- [WHAT YOU SHOULD DO]:
Would you output the whole listing below, exactly as it reads?

- [DATA SECTION]:
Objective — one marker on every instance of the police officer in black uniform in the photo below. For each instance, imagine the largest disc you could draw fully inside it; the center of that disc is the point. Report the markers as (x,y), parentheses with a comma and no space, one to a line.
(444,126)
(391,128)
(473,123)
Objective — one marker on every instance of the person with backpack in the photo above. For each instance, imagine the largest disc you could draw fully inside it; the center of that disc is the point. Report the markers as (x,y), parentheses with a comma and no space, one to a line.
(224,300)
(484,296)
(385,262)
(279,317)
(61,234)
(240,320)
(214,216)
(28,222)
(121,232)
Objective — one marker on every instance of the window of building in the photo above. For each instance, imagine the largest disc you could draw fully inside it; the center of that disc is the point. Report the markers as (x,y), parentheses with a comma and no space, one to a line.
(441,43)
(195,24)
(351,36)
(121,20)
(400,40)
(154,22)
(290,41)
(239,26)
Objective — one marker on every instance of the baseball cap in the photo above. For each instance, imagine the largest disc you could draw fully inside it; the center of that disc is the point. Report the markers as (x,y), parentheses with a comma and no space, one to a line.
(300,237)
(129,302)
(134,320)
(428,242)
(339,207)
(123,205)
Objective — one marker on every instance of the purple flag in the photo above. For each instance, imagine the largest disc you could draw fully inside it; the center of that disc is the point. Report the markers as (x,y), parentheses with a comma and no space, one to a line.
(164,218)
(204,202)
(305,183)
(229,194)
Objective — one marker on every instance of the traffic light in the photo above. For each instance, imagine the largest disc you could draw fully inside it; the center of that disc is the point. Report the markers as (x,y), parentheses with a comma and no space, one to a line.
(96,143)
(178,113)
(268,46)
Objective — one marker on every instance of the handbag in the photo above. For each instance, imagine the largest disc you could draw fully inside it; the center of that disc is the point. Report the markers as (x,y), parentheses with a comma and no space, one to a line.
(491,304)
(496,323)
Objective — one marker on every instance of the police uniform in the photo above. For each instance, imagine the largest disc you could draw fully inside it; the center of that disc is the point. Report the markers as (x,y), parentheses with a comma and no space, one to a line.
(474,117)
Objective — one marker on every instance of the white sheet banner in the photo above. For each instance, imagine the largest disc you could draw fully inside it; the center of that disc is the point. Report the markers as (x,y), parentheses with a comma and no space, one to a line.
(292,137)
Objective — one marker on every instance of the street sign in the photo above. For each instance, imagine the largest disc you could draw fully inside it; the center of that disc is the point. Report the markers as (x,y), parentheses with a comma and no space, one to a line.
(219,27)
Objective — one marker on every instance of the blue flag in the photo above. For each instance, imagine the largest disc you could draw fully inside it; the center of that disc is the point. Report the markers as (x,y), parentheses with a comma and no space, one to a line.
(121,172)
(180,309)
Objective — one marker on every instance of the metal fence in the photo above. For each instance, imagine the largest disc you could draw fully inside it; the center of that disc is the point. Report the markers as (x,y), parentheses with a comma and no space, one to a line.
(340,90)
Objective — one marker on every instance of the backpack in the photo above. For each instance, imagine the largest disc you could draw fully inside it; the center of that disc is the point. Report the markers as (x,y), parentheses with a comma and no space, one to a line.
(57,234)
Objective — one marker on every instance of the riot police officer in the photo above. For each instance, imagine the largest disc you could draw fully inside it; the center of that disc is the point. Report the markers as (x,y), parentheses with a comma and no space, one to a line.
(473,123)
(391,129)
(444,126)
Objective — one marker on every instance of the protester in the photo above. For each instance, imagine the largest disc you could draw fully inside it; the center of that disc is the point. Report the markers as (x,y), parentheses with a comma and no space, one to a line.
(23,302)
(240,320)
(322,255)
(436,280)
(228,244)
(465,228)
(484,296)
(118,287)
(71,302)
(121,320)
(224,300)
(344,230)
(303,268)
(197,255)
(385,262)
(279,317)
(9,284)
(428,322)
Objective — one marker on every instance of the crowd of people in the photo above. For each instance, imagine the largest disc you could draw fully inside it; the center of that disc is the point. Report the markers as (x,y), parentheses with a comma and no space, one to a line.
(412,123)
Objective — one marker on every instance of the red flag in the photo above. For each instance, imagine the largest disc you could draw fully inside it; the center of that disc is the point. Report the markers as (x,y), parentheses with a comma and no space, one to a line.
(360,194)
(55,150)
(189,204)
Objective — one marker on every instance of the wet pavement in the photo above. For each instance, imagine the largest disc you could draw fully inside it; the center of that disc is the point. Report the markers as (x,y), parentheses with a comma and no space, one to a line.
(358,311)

- [THE ANSWER]:
Objective — one marker on every instance of the police officer in black uniform in the photo below. For each instance, imagine the largest disc you could draw fully inside it; the center of that disc is the point. Report the markers as (x,y), parentheses with a comma and no space, one to a line.
(444,126)
(391,128)
(473,123)
Objective — one marker on every instance of the person with backpack in the photo above. For each instance, imagine the largest disc you could draw fully inside it; the center of that disc is the point. Report the markers as (x,y), parentheses with a comma and no space, one to a line.
(224,300)
(484,296)
(385,262)
(279,317)
(61,234)
(240,320)
(214,216)
(28,222)
(121,232)
Objective — one marker on every instance of the window of building in the photo above. For each instance, imagine the largest disc you could draw fully inside it; the center of that disc is the point. Report the markers as (x,y), parentheses with a comma and no space, one to a line.
(441,43)
(195,24)
(351,36)
(121,20)
(400,40)
(154,22)
(290,41)
(239,26)
Objective — one marker on every instance of the baseball cap in the photo above. For each instance, imagine the largest disc you could draw fully inside it; the center of that disc is the point. Report the markers as (x,y), parentheses with a comma and no space, one to a line.
(300,237)
(129,302)
(134,320)
(428,242)
(339,207)
(123,205)
Objective — one marker on every instance of the purple flag in the photo above. For each instance, imagine the largest disc you could draw fully inside it; the center of that disc is the point. Report the markers as (x,y), parentheses with a comma and no space, one to a line.
(164,218)
(204,202)
(305,183)
(229,194)
Objective — one marker on every instance of the traffic light in the photo above. For each instance, imagine the largest disc you could draw fully inside it; the center of that disc is the point. Report the markers as (x,y), parentheses with a comma and no space, one to a line.
(96,143)
(178,113)
(268,46)
Objective — one marker on every instance of the handbag in the photo above. For each instance, imagine the largest disc you could draw fully inside it; the center of that disc is the point. Report the markers as (x,y), parentheses with a comma and no space, one to a line.
(491,304)
(496,323)
Objective — one marker on every instance of the police uniform in the photo above. For each instance, imagine the largest disc you could draw fully inside it; the center of that disc is the point. Report the markers as (x,y), parentheses with a comma and no space, one to a line.
(474,117)
Objective — one marker on every instance of the white sheet banner in the photo above. For each instance, imagine the largest disc you could draw fully inside it; the center of that disc is the point. Report the markers as (x,y), parentheses with a comma and no space, one to a line.
(292,137)
Objective — one marker on every instance of the street sign in the photo above. For each instance, imagine the largest disc you could draw fully inside it; the center of that disc is the point. Report the markers as (x,y), parentheses with a comma and no space, one to a line.
(219,27)
Objective — one marker on every instance of the blue flag in the photo above. For each instance, imagine the largest disc you could draw fully inside it; the center of that disc is the point. Report the markers as (x,y), parentheses with a comma and no space, one to a line.
(121,172)
(180,309)
Objective — one marker on every instance of the metal fence in the photo above. For each instance, imagine the largest disc you could draw fully inside it; the center of that disc is the point. Report the markers as (x,y), parentheses with a comma and no space, one to a line.
(340,90)
Objective — one marker on every instance of the backpack in the photo above. For each instance, imagine the largest disc you could draw fully inside it; the center of that disc is the point. Report the markers as (x,y), parentheses with a comma and no space, one to a line.
(57,234)
Objective — one marker on every instance of the riot police officer in the photo above. For each instance, imagine the largest disc you could draw fully inside it; the center of that disc is the point. Report the markers as (x,y), parentheses with a comma and no space, one to a line.
(473,123)
(391,129)
(444,126)
Objective — one marker on every instance of the protester in the photo above. For each instance, imagine the largest disc you could draw fully inside it; the center of that disc is the point. Report the markers as (x,y), parentheses with a comma and no space, one to a line.
(23,302)
(240,320)
(322,255)
(436,280)
(228,244)
(465,228)
(484,296)
(118,287)
(71,302)
(121,320)
(224,300)
(344,230)
(303,268)
(197,255)
(385,262)
(279,317)
(9,284)
(428,322)
Objective — one marker on every instance of the crowd of people in the photo above. For each instance, imagine the largest disc you could draw fully inside it; the center of that disc is the point. Report the markers as (x,y), parentheses with a comma and no space, one to a line.
(412,123)
Objective — one marker on every instance of the red flag in the photo above. For each instance, imagine the largest disc you could draw fully inside it; the center of that disc is the point. Report the markers as (x,y), parentheses with a comma and no space, one to a line.
(360,194)
(55,150)
(189,204)
Objective — one marker on every instance of the wet pavement in the photo above. For each instance, imagine the largest disc you could draw fully inside it; the center of that disc is the point. Report the markers as (x,y), parentheses with a comma and no space, one to a line.
(358,311)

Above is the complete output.